* **Exercise prompt**: Please retype, character for character, the portion of the entries below that runs from the line containing "Target: chrome radiator grille" to the last line.

[Point localization data]
%%
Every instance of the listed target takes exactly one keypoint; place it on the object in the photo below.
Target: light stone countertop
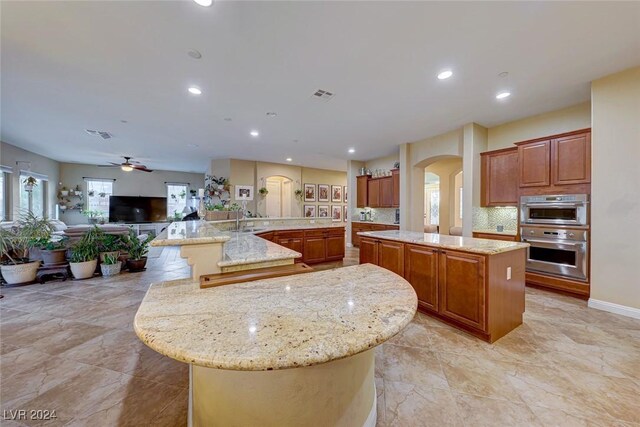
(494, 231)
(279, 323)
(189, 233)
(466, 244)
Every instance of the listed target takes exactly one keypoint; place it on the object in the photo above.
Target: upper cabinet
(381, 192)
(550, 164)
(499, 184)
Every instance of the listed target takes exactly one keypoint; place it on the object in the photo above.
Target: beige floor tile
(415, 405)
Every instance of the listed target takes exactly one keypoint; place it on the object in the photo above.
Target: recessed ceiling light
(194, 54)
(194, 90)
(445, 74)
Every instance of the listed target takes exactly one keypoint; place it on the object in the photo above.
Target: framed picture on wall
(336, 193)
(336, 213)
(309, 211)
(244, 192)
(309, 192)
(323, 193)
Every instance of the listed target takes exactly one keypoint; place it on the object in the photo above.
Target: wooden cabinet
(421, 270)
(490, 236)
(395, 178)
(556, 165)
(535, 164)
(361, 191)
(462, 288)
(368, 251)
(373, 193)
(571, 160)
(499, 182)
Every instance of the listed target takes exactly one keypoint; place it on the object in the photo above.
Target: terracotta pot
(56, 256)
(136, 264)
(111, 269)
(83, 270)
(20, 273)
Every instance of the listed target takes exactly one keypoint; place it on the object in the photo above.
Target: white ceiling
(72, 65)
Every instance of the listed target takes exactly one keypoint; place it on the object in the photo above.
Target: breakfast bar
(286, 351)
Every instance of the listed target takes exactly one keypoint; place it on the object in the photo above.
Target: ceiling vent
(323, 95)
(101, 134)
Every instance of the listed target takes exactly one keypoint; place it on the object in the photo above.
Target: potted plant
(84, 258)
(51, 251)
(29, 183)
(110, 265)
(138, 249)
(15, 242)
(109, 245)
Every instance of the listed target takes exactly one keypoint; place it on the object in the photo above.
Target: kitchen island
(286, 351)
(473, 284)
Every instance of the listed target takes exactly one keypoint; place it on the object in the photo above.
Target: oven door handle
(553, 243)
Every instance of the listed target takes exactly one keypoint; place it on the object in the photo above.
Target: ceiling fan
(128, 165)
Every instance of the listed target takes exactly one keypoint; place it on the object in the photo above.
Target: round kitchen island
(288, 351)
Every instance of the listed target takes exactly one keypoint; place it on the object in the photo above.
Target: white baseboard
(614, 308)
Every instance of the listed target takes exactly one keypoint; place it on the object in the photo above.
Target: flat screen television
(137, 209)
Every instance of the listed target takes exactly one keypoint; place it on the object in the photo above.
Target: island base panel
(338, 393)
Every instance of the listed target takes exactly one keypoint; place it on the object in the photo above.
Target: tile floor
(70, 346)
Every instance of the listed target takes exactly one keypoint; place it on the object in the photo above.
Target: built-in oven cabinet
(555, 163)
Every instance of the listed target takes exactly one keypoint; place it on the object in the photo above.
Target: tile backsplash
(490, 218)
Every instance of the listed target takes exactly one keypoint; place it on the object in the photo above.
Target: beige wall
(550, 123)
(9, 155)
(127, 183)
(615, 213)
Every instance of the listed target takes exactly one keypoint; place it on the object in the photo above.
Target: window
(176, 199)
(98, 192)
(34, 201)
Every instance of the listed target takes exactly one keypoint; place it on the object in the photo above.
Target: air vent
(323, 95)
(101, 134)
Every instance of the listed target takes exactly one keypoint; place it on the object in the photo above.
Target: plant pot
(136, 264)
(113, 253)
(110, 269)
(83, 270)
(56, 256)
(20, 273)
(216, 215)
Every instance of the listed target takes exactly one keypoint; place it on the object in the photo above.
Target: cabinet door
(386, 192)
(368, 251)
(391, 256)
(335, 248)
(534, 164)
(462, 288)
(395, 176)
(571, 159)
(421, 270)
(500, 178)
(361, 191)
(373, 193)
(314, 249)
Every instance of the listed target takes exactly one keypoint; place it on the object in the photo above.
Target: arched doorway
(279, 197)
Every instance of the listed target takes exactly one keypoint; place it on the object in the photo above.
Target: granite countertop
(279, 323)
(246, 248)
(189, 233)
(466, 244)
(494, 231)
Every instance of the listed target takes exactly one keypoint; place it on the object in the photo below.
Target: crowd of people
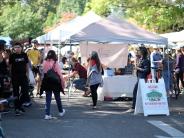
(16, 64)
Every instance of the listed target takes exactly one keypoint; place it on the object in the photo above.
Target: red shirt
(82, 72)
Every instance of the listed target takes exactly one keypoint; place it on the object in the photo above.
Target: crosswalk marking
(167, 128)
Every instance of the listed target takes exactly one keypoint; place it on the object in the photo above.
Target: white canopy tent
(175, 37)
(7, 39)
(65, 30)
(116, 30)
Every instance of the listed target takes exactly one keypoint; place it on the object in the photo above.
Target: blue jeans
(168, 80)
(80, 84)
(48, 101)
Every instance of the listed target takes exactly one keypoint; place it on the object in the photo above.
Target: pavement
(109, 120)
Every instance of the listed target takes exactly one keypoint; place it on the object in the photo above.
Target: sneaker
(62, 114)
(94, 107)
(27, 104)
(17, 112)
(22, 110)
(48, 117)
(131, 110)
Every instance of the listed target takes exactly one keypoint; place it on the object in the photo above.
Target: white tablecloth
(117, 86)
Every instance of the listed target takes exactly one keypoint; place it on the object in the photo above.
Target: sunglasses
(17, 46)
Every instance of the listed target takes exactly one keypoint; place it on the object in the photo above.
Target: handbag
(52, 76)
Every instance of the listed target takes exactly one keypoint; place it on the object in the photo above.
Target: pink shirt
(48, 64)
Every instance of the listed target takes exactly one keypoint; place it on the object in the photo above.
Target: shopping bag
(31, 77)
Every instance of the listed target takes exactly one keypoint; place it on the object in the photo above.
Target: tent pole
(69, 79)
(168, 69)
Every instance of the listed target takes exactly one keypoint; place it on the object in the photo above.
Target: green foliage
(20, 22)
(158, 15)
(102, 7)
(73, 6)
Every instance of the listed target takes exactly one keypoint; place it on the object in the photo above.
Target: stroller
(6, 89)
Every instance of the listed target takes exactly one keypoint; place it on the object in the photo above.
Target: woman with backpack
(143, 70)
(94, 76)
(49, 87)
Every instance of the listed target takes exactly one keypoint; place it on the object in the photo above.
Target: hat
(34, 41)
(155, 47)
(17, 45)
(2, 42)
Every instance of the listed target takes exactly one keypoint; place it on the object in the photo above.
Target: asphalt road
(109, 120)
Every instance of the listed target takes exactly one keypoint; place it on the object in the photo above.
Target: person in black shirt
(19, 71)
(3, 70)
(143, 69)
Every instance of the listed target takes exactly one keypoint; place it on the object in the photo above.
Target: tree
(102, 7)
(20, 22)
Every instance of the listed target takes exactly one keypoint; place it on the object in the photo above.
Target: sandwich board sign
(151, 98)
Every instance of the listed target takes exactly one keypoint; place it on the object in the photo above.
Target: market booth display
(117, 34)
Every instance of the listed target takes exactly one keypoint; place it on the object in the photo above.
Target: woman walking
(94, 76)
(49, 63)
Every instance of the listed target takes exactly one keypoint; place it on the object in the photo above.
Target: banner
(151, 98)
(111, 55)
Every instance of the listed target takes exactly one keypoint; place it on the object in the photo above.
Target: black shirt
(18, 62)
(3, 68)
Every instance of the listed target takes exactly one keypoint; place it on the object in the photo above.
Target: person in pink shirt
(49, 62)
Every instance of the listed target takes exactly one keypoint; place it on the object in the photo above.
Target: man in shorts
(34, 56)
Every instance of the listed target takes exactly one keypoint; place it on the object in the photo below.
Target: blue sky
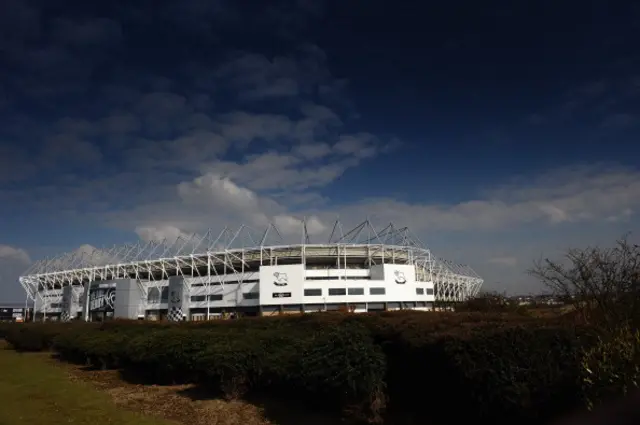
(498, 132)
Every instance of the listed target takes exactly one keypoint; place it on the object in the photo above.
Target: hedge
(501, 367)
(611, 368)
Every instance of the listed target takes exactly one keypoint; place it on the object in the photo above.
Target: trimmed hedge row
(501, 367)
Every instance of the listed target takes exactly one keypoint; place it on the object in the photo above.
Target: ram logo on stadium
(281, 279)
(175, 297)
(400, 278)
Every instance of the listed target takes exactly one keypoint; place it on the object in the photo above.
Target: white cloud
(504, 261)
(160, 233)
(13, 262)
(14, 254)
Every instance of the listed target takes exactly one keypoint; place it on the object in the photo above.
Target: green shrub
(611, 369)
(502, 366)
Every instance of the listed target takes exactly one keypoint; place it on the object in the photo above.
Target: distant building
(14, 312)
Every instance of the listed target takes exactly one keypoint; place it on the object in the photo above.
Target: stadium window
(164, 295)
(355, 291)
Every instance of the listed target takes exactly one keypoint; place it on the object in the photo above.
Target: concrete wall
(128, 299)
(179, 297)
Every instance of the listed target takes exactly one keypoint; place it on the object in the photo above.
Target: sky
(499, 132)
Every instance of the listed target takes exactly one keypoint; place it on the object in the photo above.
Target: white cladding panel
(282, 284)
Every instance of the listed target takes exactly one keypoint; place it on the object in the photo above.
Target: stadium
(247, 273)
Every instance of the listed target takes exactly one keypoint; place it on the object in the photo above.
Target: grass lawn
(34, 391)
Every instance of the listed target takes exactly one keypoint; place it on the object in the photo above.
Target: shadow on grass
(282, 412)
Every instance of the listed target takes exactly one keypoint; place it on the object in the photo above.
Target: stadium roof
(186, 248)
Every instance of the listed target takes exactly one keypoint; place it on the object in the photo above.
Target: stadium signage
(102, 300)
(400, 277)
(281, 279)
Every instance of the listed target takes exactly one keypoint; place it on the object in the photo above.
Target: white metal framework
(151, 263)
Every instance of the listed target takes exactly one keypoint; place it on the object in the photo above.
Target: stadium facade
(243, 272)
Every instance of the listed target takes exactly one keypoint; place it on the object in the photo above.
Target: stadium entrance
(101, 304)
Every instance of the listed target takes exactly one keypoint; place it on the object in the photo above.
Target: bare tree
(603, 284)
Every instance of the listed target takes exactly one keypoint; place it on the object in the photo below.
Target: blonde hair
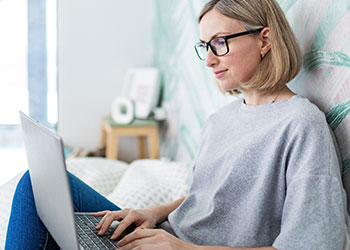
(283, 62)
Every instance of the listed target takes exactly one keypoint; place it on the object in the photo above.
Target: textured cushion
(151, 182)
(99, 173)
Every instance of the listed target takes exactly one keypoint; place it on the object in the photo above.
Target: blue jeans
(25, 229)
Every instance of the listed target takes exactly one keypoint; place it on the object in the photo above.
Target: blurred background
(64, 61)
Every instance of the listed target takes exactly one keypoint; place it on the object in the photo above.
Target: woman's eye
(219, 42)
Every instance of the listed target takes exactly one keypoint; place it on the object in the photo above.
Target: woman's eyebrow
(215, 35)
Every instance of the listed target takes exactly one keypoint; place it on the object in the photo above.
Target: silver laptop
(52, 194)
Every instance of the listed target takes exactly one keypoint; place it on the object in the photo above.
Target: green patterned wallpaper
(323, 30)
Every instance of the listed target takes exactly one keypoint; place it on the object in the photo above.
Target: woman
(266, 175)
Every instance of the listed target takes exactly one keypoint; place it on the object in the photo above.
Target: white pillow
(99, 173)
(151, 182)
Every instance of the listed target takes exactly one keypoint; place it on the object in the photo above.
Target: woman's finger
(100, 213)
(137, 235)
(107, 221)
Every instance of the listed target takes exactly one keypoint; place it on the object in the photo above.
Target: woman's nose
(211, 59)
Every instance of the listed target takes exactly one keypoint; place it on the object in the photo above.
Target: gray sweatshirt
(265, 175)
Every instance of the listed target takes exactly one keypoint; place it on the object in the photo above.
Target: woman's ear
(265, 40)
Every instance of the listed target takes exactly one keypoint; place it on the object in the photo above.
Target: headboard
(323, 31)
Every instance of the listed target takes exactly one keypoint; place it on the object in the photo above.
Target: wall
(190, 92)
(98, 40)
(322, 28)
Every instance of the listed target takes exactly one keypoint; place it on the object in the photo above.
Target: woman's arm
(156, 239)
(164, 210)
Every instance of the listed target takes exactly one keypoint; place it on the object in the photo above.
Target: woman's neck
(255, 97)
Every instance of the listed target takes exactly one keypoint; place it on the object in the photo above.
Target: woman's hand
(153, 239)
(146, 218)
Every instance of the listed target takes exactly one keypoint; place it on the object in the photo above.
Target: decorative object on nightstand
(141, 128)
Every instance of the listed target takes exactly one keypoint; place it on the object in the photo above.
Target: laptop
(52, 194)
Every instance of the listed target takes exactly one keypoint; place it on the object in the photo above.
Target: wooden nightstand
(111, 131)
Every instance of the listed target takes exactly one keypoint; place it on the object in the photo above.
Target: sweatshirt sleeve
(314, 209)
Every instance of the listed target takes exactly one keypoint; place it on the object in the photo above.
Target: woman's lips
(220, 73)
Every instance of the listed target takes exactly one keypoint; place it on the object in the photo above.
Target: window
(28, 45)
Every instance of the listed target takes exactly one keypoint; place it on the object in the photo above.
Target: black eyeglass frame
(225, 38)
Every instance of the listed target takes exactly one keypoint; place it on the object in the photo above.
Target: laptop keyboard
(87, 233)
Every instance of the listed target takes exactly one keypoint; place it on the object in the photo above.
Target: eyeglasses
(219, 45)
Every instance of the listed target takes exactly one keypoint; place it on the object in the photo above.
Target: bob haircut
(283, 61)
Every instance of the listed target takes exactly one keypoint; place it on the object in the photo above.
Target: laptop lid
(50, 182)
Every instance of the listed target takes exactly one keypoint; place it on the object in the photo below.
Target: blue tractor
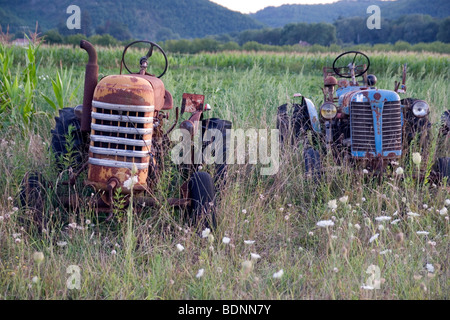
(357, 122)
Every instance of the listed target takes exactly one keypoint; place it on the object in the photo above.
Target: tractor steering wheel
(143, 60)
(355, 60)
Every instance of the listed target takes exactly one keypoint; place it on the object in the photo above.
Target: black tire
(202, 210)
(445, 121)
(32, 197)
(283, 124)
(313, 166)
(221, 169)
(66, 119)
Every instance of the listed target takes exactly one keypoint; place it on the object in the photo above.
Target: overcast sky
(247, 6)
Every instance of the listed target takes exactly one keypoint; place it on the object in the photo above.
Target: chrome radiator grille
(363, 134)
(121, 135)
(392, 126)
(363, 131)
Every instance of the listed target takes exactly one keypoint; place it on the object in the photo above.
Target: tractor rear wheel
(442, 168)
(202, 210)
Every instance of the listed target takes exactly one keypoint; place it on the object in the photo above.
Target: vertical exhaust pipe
%%
* **Answer for the task**:
Target: chrome radiator grille
(363, 134)
(121, 135)
(392, 126)
(363, 131)
Every instance of the listed target takes exactly one keypoint; place it on the object in the photo above.
Target: tractor rear wheel
(442, 168)
(202, 210)
Every instance of the listed target takes exactly one keypoint; place it on the object in the photo above.
Target: vertical exhaust pipe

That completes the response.